> _Your instructions_
Can you rewrite the listing below with "white sign" renamed to "street sign" everywhere, changing nothing else and omitting the pictures?

(Collection entries)
--- start ---

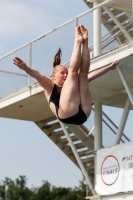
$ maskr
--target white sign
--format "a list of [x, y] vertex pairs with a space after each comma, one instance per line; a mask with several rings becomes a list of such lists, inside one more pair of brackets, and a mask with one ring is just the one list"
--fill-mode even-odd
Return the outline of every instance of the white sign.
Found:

--- end ---

> _Written response_
$ maskr
--target street sign
--format "a list of [x, y] vertex pairs with a space after each comma, one instance per line; a mask with several rings becomes a list of such lists, inside one more pair of brackets, and a mask with one ring is just the one list"
--fill-mode even-odd
Return the outline of every instance of the street sign.
Found:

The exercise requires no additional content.